**Required action:** All entries should be copied exactly; the pictures stay out.

(Point-per-instance localization data)
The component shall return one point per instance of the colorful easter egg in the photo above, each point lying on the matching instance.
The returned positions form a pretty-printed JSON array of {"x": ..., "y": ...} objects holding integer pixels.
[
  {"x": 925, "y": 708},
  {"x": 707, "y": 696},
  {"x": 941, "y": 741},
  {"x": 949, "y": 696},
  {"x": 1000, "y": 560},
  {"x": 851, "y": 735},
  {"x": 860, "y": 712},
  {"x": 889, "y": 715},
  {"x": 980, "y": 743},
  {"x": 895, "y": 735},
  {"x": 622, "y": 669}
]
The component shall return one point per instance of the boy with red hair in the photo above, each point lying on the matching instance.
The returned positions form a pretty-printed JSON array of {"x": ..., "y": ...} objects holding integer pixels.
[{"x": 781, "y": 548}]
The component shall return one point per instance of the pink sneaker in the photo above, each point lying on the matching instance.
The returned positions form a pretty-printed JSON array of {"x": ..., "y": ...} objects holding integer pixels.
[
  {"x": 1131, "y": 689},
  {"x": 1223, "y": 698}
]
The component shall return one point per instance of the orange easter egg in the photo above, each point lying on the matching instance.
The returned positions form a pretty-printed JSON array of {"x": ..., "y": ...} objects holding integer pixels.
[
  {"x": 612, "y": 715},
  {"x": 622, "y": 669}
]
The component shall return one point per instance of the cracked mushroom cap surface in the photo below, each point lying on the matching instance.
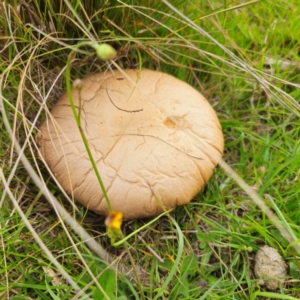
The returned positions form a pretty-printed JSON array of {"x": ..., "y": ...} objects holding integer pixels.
[{"x": 155, "y": 145}]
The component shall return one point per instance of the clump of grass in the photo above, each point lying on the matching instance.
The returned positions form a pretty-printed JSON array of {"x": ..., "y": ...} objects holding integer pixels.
[{"x": 251, "y": 78}]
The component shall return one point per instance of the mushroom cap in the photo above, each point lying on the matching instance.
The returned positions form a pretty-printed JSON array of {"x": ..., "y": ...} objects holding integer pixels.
[
  {"x": 269, "y": 264},
  {"x": 155, "y": 146}
]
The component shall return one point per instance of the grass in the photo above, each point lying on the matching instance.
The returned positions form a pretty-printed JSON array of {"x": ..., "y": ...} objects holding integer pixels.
[{"x": 248, "y": 68}]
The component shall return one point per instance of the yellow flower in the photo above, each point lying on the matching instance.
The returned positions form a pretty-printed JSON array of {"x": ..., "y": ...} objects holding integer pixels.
[
  {"x": 113, "y": 224},
  {"x": 114, "y": 220}
]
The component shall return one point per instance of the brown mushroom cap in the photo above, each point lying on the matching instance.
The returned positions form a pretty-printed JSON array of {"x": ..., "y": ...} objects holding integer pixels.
[{"x": 164, "y": 152}]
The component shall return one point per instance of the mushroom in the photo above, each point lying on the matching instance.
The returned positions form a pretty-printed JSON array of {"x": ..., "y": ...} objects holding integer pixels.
[
  {"x": 155, "y": 144},
  {"x": 269, "y": 264}
]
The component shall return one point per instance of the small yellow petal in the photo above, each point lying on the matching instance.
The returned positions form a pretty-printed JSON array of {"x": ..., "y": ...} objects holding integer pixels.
[{"x": 114, "y": 220}]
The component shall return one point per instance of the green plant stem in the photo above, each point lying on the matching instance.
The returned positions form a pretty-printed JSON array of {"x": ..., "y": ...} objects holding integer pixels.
[{"x": 77, "y": 116}]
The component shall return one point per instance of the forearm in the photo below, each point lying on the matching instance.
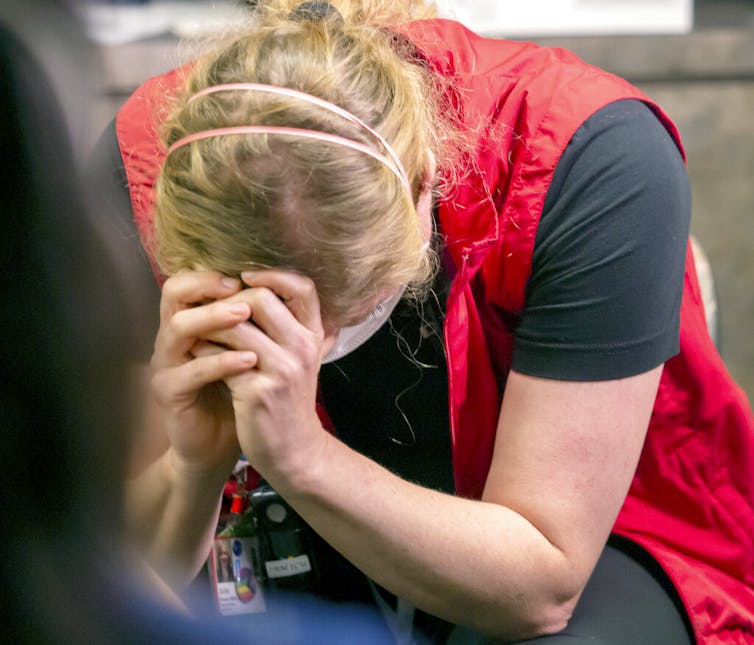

**Solved problem:**
The component shall return one point per instance of the colorful easter egg in the photo above, each point lying on the matching instance.
The returned positions form a pretty-printed JSON array of {"x": ..., "y": ...} objects holding integer pixels.
[
  {"x": 925, "y": 708},
  {"x": 707, "y": 696},
  {"x": 941, "y": 741},
  {"x": 949, "y": 696},
  {"x": 1000, "y": 560},
  {"x": 851, "y": 735},
  {"x": 860, "y": 712},
  {"x": 889, "y": 715},
  {"x": 980, "y": 743},
  {"x": 895, "y": 735},
  {"x": 622, "y": 669}
]
The component shall return one point per instance of the boy with red hair in the photo above, each point lying on the matching instance.
The returned positions form a pretty-printed JSON array of {"x": ..., "y": ...} objects holding integer pixels.
[{"x": 781, "y": 548}]
The component shall return one point per instance of the pink sneaker in the photo above, each point lying on the matching instance.
The returned positions form a pretty-printed JSON array of {"x": ..., "y": ...} objects holding integer pixels.
[
  {"x": 1131, "y": 689},
  {"x": 1223, "y": 698}
]
The component shall return one point per instance of the orange easter egg in the photo above, each point lying on the matching instance.
The returned positions form a pretty-printed JSON array of {"x": ..., "y": ...} objects holding integer pixels.
[
  {"x": 612, "y": 715},
  {"x": 622, "y": 669}
]
The component shall return one point per instance of the cracked mushroom cap surface in the photo below, each point lying on the matching instance.
The returned positions form a pretty-printed JSON array of {"x": ..., "y": ...} objects holding integer pixels.
[{"x": 155, "y": 145}]
The component shall return one point per instance of the clump of grass in the photo above, each point lying on the matching instance.
The returned positions form a pretty-printed JSON array of {"x": ..., "y": ...} objects holding integer pixels.
[{"x": 251, "y": 78}]
The component shall return one point per instance of the mushroom cap in the photo above, each point lying on the matching instance.
The returned positions form a pretty-printed JSON array of {"x": ..., "y": ...} objects holding integer pixels.
[
  {"x": 269, "y": 264},
  {"x": 155, "y": 146}
]
The component shall return one point per instance of the grass in the photo above, each point lying on the matching instance.
The returned positions form a pretty-printed JSON array of {"x": ..., "y": ...} objects holding integer pixels.
[{"x": 248, "y": 68}]
The component shall return one point per instance of the yellow flower in the photo above, each point lying on the matching instance.
The returned positions form a pretty-printed JSON array of {"x": ..., "y": ...} objects holding integer pixels.
[
  {"x": 113, "y": 224},
  {"x": 114, "y": 220}
]
The component shall return one point per instance of the brown mushroom cap in the photo above, each point lying on the matching instance.
The returned positions form a pretty-printed JSON array of {"x": ..., "y": ...} objects holding integer pixels.
[{"x": 164, "y": 152}]
The component shall return one point per instance of the mushroom in the photo above, each point lying on the matching instance.
The returned positions form a pretty-printed JSON array of {"x": ..., "y": ...} objects holding integer pixels.
[
  {"x": 155, "y": 144},
  {"x": 269, "y": 264}
]
The component shall return one point per instance of the small yellow petal in the photo above, each point lying on the matching instance.
The returned positions form a pretty-printed JSON array of {"x": ..., "y": ...} objects holding integer pixels.
[{"x": 114, "y": 220}]
The component shall return one point per instance of the green plant stem in the photo above, each point lying on the matching instance.
The returned positions form a pretty-printed JSON array of {"x": ..., "y": ...} objects holding integer pixels.
[{"x": 77, "y": 116}]
The component shall return one point per instance of the forearm in the photo below, each point lying on the matching instance.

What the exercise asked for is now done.